━━━━━ Фрагмент страницы

Чтение онлайн

на главную - закладки

Жанры

Шрифт:

— Позовите скорее доктора, сердце очень плохо. Кохно спал рядом, я бужу его и умоляю бежать за доктором и за Мисей Серт. Доктор велит чаще делать уколы, но прибавляет, что положение безнадежно,— надо ждать восхода солнца — и советует послать за священником. Я решительно воспротивился: ни за что нельзя звать священника; мне казалось, что, если придёт священник, значит, Сергей Павлович уже почти умер и наверное умрёт, но в двенадцать часов ночи должен был сдаться — смерть уже несомненно была близка и неотвратима. Из православной греческой церкви пришел отец Ириней и прочёл по-церковнославянски отходную — Сергей Павлович находился в бессо-знательном состоянии и ничего не видел и не слышал. В два часа ночи температура дошла до 41,1 °, Сергей Павлович задыхался и начал умирать. До тех пор у меня оставался ещё какой-то осколок надежды, я всё время просил сестру милосердия делать уколы и поливать голову Сергея Павловича

одеколоном. Сестра милосердия отказывалась делать такие частые уколы, и я стал делать их — чуть не каждые десять минут. Раньше Сергей Павлович сердился, кричал, если я неосторожно проливал одеколон и попадал слегка в глаз, ночью я стал дрожащими руками поливать на голову и нечаянно столько пролил, что одеколон полился по лицу и по глазам,— Сергей Павлович никак не реагировал на это, даже глаза его, открытые, невидящие, не закрылись и не дрогнули; никак не реагировал Сергей Павлович и на последний укол — рефлексы были совершенно потеряны.

На всю жизнь запомнилась мне эта страшная ночь, когда я сидел и держал на своих руках Сергея Павловича, с другой стороны — Кохно, в ногах — Мися Серт, а у окна стояли доктор и сестра милосердия (Gaydon) [Гайдон]. Так проходила ночь.

━━━━━━━━━━

> **Задания**:
**a)** Кто, согласно воспоминаниям о последней ночи Сергея Павловича, прочёл над ним отходную?
**b)** Выпишите из воспоминаний о последней ночи Сергея Павловича всё, начиная с «одеколоном. Сестра милосердия» и вплоть до «Так проходила ночь.».
**c)** Продолжите воспоминания о последней ночи Сергея Павловича, начав сразу после их последней фразы.
Записи для работы не понадобятся.

━━━━━ Исходные данные

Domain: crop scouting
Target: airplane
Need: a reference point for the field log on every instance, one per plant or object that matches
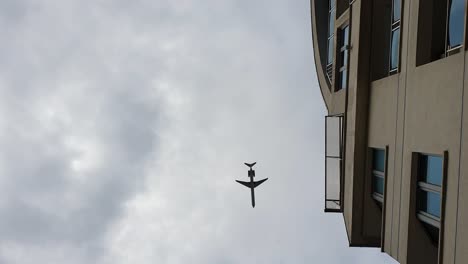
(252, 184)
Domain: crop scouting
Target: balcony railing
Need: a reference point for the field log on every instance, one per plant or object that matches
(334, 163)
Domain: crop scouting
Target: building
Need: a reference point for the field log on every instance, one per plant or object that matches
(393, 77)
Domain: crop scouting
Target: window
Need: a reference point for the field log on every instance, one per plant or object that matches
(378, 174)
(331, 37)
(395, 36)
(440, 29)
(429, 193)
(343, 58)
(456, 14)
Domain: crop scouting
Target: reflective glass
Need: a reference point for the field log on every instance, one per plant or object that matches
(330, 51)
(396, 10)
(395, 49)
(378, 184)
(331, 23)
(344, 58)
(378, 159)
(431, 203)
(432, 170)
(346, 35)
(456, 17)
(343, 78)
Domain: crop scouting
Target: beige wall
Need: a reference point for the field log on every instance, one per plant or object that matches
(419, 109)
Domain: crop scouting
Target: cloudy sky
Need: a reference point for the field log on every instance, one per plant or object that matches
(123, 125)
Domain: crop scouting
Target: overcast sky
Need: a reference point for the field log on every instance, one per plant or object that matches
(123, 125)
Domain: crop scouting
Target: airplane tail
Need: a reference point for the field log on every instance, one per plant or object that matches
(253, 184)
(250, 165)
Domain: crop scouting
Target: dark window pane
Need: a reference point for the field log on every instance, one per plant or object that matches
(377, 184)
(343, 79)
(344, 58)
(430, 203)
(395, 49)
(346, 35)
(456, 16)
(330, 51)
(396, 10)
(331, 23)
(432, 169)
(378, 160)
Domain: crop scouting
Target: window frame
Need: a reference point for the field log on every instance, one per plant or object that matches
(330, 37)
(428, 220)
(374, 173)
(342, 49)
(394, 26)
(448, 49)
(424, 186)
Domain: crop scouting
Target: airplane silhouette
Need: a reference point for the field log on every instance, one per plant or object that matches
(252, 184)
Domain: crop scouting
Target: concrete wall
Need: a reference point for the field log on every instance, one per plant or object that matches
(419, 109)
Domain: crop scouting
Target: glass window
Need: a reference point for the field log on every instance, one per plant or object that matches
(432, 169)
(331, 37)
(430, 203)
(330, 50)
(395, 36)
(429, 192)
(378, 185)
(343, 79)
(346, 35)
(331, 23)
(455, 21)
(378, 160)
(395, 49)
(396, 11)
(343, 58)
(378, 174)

━━━━━━━━━━
━━━━━ Исходные данные

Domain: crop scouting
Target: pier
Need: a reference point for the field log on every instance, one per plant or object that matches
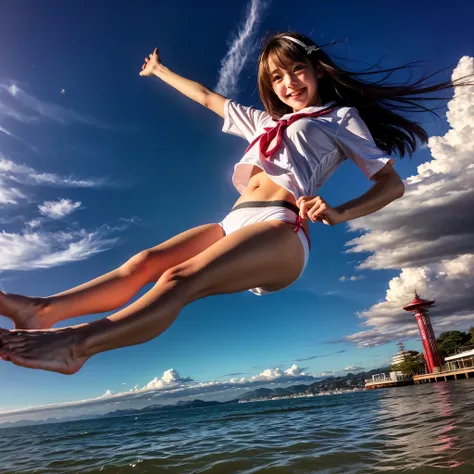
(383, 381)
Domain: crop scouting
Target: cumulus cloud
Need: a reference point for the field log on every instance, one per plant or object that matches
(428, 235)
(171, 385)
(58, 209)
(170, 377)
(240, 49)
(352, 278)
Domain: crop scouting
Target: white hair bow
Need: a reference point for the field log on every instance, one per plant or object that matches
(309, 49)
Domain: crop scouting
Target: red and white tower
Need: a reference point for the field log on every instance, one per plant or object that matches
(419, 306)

━━━━━━━━━━

> **Ответы**:
**a)** Отец Ириней из православной греческой церкви.

**b)**
одеколоном. Сестра милосердия отказывалась делать такие частые уколы, и я стал делать их — чуть не каждые десять минут. Раньше Сергей Павлович сердился, кричал, если я неосторожно проливал одеколон и попадал слегка в глаз, ночью я стал дрожащими руками поливать на голову и нечаянно столько пролил, что одеколон полился по лицу и по глазам,— Сергей Павлович никак не реагировал на это, даже глаза его, открытые, невидящие, не закрылись и не дрогнули; никак не реагировал Сергей Павлович и на последний укол — рефлексы были совершенно потеряны.

На всю жизнь запомнилась мне эта страшная ночь, когда я сидел и держал на своих руках Сергея Павловича, с другой стороны — Кохно, в ногах — Мися Серт, а у окна стояли доктор и сестра милосердия (Gaydon) [Гайдон]. Так проходила ночь.

**c)**
Когда всё пересыхало во рту у Сергея Павловича, мы сперва поили его через соломинку (он не мог пить), потом просто наливали воды в рот. Страшно было от прикосновения к телу: в складках обжигал жар, но все тело было холодное и мокрое, точно Сергей Павлович лежал в холодной воде — в холодном поту. Около пяти часов, на заре, Сергей Павлович начал часто-часто дышать ртом — до пяти-шести вздохов в секунду, но не мог вдохнуть воздух в грудь,— так дышать, что я никогда не забуду этого страшного дыхания. В пять часов сорок пять минут дыхание остановилось, я стал в ужасе трясти его, и сердце снова забилось. Так я дважды возвращал Сергея Павловича к жизни. Но вот в третий раз без всякой судороги просто остановилось, прекратилось навсегда дыхание. Последнее движение головы — голова поникла. Доктор тихо подошел: — C'est fini [Это конец – фр.].

В это время первый луч восходящего солнца освещает две огромные слезы, катящиеся по лицу Сергея Павловича.

Тут, у мертвого тела Сергея Павловича (сознание ещё не могло осмыслить смерти и поверить тому, что это навсегда, что Сергей Павлович ушёл навсегда, на всегда умер), произошла дикая сцена: я бросился на тело Сергея Павловича с одной стороны, Кохно — с другой; я стал его отпихивать, и между нами завязалась борьба. Нас вывели. Друг Сергея Павловича Ландсберг тут же успокоил нас. Он возился с нами, как с детьми, и помогал нам распоряжаться похоронами.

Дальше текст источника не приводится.